- Tasks for this exercise
a. Name every person mentioned in the passage on the 2024 DUP leadership election.
b. Continue the passage on the 2024 DUP leadership election from its last sentence.

- Source document
Content starts
Leadership election of the DUP, a Northern Irish political party

The 2024 Democratic Unionist Party leadership election was held on 29 May 2024 at a meeting of the Party Executive to ratify Gavin Robinson as DUP leader.

Robinson had been serving as serving as interim leader since early April when Sir Jeffrey Donaldson resigned from the DUP after being charged with historical sexual offences.

==Background==
Gavin Robinson has served as Member of Parliament (MP) for East Belfast since the 2015 general election. On 9 June 2023, he was elected as deputy leader of the DUP, defeating Jonathan Buckley who is a Member of the Legislative Assembly (MLA) for Upper Bann.

On 29 March 2024, Sir Jeffrey Donaldson stepped down as leader of the party, having been charged with rape and historical sexual offences. Robinson was thus "unanimously" appointed as the interim DUP leader by Party Officers.

The party sought to elect a permanent leader following the calling of the 2024 general election by Prime Minister Rishi Sunak on 22 May 2024.
Content ends
- Supplied data
Content starts
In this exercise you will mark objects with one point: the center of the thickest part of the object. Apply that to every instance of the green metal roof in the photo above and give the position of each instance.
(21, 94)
Content ends
- Responses
a. Gavin Robinson, Jeffrey Donaldson, Jonathan Buckley, Rishi Sunak

b.
==Candidates==
===Declared===

| Candidate | Born | Political office | Notes |
|---|---|---|---|
| Gavin Robinson | 22 November 1984 Belfast, Northern Ireland | Interim Leader of the Democratic Unionist Party (since 2024) MP for East Belfast (since 2015) | Robinson is considered "politically close" to former leader Sir Jeffrey Donaldson, under whom he served as deputy leader. |

===Declined===

| Candidate | Born | Political office | Notes |
|---|---|---|---|
| Sammy Wilson | 4 April 1952 Belfast, Northern Ireland | Democratic Unionist Party Chief Whip in the House of Commons (2019–2024) MP for East Antrim (since 2005) | Wilson is an outspoken critic of the party's Safeguarding the Union deal with the UK government, which restored devolution at Stormont. |

==Results==
Gavin Robinson was "unanimously" ratified as the party’s leader at a meeting of its ruling executive on 29 May 2024.